- DATA FOR THIS TASK:
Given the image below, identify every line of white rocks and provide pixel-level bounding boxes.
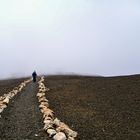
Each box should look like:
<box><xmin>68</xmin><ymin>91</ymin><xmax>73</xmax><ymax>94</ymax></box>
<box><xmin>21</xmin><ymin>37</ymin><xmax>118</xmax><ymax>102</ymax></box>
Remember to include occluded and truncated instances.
<box><xmin>37</xmin><ymin>76</ymin><xmax>77</xmax><ymax>140</ymax></box>
<box><xmin>0</xmin><ymin>79</ymin><xmax>32</xmax><ymax>114</ymax></box>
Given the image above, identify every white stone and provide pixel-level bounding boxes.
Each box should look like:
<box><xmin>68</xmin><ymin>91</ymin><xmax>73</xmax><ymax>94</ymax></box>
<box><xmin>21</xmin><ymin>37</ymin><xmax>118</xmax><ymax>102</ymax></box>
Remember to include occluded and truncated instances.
<box><xmin>53</xmin><ymin>132</ymin><xmax>67</xmax><ymax>140</ymax></box>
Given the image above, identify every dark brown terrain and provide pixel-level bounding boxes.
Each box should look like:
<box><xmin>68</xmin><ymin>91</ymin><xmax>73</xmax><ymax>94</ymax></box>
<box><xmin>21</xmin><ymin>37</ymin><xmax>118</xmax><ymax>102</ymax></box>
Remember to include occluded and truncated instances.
<box><xmin>0</xmin><ymin>75</ymin><xmax>140</xmax><ymax>140</ymax></box>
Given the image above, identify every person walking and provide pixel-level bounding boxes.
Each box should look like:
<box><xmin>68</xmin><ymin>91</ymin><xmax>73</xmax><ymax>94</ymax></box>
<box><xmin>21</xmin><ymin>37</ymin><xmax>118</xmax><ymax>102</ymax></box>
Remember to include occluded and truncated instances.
<box><xmin>32</xmin><ymin>71</ymin><xmax>37</xmax><ymax>83</ymax></box>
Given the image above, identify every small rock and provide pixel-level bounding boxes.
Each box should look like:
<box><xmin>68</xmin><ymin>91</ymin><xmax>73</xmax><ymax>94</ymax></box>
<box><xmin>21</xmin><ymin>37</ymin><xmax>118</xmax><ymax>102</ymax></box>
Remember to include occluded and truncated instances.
<box><xmin>53</xmin><ymin>132</ymin><xmax>67</xmax><ymax>140</ymax></box>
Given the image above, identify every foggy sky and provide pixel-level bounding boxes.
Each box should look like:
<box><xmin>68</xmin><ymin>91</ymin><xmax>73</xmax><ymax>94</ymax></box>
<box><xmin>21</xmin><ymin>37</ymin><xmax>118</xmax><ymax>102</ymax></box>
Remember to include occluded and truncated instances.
<box><xmin>0</xmin><ymin>0</ymin><xmax>140</xmax><ymax>79</ymax></box>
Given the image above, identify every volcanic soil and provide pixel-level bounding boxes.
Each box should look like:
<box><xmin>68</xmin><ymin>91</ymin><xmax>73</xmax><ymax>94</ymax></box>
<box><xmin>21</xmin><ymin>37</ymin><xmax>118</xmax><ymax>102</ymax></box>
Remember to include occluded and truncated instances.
<box><xmin>0</xmin><ymin>75</ymin><xmax>140</xmax><ymax>140</ymax></box>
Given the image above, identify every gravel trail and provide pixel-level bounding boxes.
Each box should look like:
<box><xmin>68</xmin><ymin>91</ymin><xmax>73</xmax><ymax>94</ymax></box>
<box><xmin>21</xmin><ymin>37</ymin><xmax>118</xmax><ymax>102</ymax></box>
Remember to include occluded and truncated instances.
<box><xmin>0</xmin><ymin>83</ymin><xmax>49</xmax><ymax>140</ymax></box>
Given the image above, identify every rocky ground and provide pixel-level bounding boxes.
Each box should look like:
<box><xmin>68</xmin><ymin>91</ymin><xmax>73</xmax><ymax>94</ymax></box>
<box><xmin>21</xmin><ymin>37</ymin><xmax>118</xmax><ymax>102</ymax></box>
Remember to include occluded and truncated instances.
<box><xmin>0</xmin><ymin>75</ymin><xmax>140</xmax><ymax>140</ymax></box>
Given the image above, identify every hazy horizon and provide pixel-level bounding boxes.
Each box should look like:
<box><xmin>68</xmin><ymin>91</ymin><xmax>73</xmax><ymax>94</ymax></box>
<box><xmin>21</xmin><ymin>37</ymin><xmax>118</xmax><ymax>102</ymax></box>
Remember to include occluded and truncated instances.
<box><xmin>0</xmin><ymin>0</ymin><xmax>140</xmax><ymax>79</ymax></box>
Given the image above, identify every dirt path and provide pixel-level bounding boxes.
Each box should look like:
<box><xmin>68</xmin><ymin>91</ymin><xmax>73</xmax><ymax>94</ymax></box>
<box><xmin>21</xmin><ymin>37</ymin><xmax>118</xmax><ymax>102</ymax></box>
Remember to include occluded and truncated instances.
<box><xmin>0</xmin><ymin>83</ymin><xmax>49</xmax><ymax>140</ymax></box>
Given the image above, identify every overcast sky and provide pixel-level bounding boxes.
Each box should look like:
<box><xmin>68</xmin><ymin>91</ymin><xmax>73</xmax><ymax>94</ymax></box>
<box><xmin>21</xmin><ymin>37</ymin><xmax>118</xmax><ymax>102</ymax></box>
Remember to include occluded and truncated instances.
<box><xmin>0</xmin><ymin>0</ymin><xmax>140</xmax><ymax>78</ymax></box>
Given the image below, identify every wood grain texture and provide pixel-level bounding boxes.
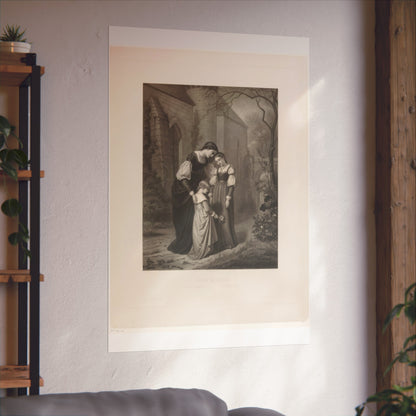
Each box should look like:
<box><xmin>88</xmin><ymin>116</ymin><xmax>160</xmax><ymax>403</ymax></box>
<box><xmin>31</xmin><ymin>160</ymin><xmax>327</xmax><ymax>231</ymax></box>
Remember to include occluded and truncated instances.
<box><xmin>0</xmin><ymin>365</ymin><xmax>44</xmax><ymax>389</ymax></box>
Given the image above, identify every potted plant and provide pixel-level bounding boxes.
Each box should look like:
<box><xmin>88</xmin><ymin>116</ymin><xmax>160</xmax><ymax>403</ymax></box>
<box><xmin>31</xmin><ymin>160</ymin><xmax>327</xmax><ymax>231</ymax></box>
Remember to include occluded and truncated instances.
<box><xmin>0</xmin><ymin>25</ymin><xmax>31</xmax><ymax>53</ymax></box>
<box><xmin>0</xmin><ymin>115</ymin><xmax>30</xmax><ymax>257</ymax></box>
<box><xmin>355</xmin><ymin>283</ymin><xmax>416</xmax><ymax>416</ymax></box>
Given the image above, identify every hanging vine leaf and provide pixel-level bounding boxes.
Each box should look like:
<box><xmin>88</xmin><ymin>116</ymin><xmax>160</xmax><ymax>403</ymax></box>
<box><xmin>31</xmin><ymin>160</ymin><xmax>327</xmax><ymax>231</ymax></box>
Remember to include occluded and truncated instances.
<box><xmin>1</xmin><ymin>198</ymin><xmax>22</xmax><ymax>217</ymax></box>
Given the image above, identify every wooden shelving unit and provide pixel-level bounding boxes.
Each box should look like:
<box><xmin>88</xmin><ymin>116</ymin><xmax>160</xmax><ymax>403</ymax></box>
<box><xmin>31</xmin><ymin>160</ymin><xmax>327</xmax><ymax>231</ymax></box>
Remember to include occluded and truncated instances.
<box><xmin>0</xmin><ymin>52</ymin><xmax>45</xmax><ymax>395</ymax></box>
<box><xmin>0</xmin><ymin>365</ymin><xmax>44</xmax><ymax>389</ymax></box>
<box><xmin>0</xmin><ymin>170</ymin><xmax>45</xmax><ymax>181</ymax></box>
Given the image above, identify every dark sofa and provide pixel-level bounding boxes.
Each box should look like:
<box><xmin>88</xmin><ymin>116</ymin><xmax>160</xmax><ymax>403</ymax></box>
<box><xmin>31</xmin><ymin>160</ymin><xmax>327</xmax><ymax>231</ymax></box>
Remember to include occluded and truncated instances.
<box><xmin>0</xmin><ymin>388</ymin><xmax>283</xmax><ymax>416</ymax></box>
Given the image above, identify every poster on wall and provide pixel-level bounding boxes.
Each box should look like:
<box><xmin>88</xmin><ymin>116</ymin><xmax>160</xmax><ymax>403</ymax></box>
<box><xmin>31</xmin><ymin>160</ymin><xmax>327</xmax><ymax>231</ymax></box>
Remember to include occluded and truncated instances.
<box><xmin>109</xmin><ymin>27</ymin><xmax>309</xmax><ymax>351</ymax></box>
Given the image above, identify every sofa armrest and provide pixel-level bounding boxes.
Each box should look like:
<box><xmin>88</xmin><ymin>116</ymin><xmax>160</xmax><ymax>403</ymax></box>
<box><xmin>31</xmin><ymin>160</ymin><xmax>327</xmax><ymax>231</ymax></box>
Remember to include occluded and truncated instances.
<box><xmin>228</xmin><ymin>407</ymin><xmax>284</xmax><ymax>416</ymax></box>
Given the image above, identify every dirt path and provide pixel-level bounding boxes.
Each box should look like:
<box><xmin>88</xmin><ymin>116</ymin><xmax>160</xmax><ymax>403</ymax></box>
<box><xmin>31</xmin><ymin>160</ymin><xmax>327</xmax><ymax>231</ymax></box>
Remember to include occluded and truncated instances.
<box><xmin>143</xmin><ymin>219</ymin><xmax>277</xmax><ymax>270</ymax></box>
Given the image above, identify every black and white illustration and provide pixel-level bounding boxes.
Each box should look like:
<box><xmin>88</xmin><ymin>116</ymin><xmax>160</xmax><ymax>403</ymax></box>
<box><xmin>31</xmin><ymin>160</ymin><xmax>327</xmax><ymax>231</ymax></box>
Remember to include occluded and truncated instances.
<box><xmin>142</xmin><ymin>83</ymin><xmax>279</xmax><ymax>270</ymax></box>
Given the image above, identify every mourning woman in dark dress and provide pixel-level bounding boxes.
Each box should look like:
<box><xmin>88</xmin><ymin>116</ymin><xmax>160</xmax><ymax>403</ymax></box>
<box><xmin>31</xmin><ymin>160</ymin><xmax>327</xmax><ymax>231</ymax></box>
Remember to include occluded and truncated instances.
<box><xmin>168</xmin><ymin>142</ymin><xmax>218</xmax><ymax>254</ymax></box>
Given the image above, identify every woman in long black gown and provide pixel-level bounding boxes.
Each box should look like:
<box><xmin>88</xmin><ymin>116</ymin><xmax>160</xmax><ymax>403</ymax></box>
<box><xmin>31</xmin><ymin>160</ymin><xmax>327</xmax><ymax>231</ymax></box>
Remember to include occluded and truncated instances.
<box><xmin>168</xmin><ymin>142</ymin><xmax>218</xmax><ymax>254</ymax></box>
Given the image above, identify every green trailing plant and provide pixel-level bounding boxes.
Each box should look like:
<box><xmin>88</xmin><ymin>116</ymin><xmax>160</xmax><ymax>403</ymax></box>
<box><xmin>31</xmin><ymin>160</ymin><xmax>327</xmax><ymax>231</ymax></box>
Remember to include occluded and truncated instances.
<box><xmin>0</xmin><ymin>25</ymin><xmax>26</xmax><ymax>42</ymax></box>
<box><xmin>355</xmin><ymin>283</ymin><xmax>416</xmax><ymax>416</ymax></box>
<box><xmin>0</xmin><ymin>115</ymin><xmax>30</xmax><ymax>257</ymax></box>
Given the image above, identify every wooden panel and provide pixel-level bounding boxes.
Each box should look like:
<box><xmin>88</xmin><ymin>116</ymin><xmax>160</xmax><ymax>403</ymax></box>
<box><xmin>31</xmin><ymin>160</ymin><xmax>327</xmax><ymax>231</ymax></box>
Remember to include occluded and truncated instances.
<box><xmin>0</xmin><ymin>365</ymin><xmax>44</xmax><ymax>389</ymax></box>
<box><xmin>0</xmin><ymin>170</ymin><xmax>45</xmax><ymax>181</ymax></box>
<box><xmin>0</xmin><ymin>270</ymin><xmax>45</xmax><ymax>283</ymax></box>
<box><xmin>375</xmin><ymin>0</ymin><xmax>416</xmax><ymax>390</ymax></box>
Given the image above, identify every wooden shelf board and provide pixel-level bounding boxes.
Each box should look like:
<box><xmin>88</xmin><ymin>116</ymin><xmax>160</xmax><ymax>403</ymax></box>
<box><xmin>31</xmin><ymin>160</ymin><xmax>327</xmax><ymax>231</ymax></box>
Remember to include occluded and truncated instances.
<box><xmin>0</xmin><ymin>170</ymin><xmax>45</xmax><ymax>181</ymax></box>
<box><xmin>0</xmin><ymin>365</ymin><xmax>44</xmax><ymax>389</ymax></box>
<box><xmin>0</xmin><ymin>52</ymin><xmax>45</xmax><ymax>87</ymax></box>
<box><xmin>0</xmin><ymin>269</ymin><xmax>45</xmax><ymax>283</ymax></box>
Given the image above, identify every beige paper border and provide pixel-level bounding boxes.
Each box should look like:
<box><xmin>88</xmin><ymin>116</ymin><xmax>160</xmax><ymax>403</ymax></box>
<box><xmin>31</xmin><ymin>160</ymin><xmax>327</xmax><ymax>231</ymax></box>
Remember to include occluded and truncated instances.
<box><xmin>109</xmin><ymin>28</ymin><xmax>309</xmax><ymax>351</ymax></box>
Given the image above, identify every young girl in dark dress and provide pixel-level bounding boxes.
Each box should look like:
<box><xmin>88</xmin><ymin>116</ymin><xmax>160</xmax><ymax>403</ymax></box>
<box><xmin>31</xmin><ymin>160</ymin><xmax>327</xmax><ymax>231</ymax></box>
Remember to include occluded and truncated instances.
<box><xmin>210</xmin><ymin>153</ymin><xmax>237</xmax><ymax>251</ymax></box>
<box><xmin>168</xmin><ymin>142</ymin><xmax>218</xmax><ymax>254</ymax></box>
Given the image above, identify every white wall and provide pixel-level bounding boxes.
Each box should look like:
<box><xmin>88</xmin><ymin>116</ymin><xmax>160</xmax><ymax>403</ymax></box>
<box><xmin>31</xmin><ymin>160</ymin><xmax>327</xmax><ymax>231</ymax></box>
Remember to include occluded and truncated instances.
<box><xmin>0</xmin><ymin>0</ymin><xmax>375</xmax><ymax>416</ymax></box>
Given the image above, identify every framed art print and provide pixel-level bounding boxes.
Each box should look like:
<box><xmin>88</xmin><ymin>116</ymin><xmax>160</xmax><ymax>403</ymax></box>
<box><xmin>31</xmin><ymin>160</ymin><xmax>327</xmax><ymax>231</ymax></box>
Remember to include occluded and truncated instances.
<box><xmin>109</xmin><ymin>27</ymin><xmax>309</xmax><ymax>351</ymax></box>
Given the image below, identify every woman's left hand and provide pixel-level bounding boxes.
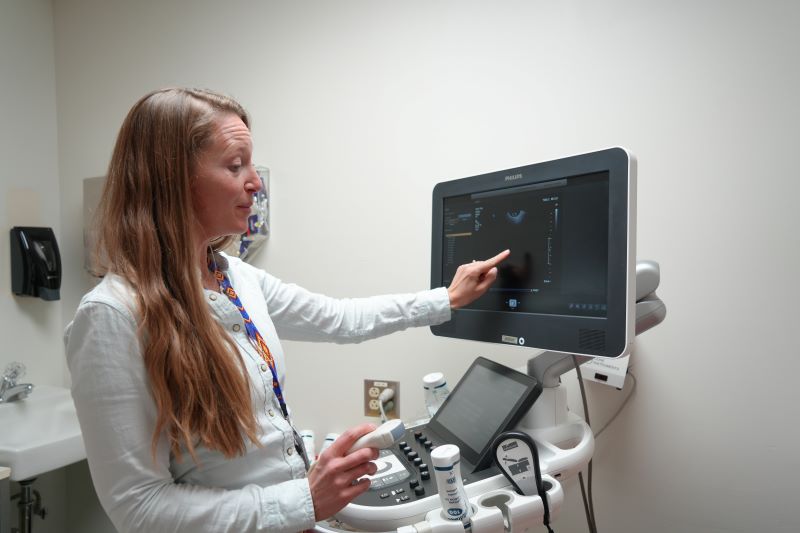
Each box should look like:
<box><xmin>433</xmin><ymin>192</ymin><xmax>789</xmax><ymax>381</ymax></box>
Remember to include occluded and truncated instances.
<box><xmin>447</xmin><ymin>250</ymin><xmax>511</xmax><ymax>309</ymax></box>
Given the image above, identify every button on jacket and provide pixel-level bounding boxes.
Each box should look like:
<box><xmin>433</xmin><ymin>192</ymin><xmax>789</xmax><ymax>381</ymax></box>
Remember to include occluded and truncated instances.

- GIVEN REQUEST:
Count how many lines of the listing above contain the word "plant" and give only that number.

- WRITTEN SOLUTION:
2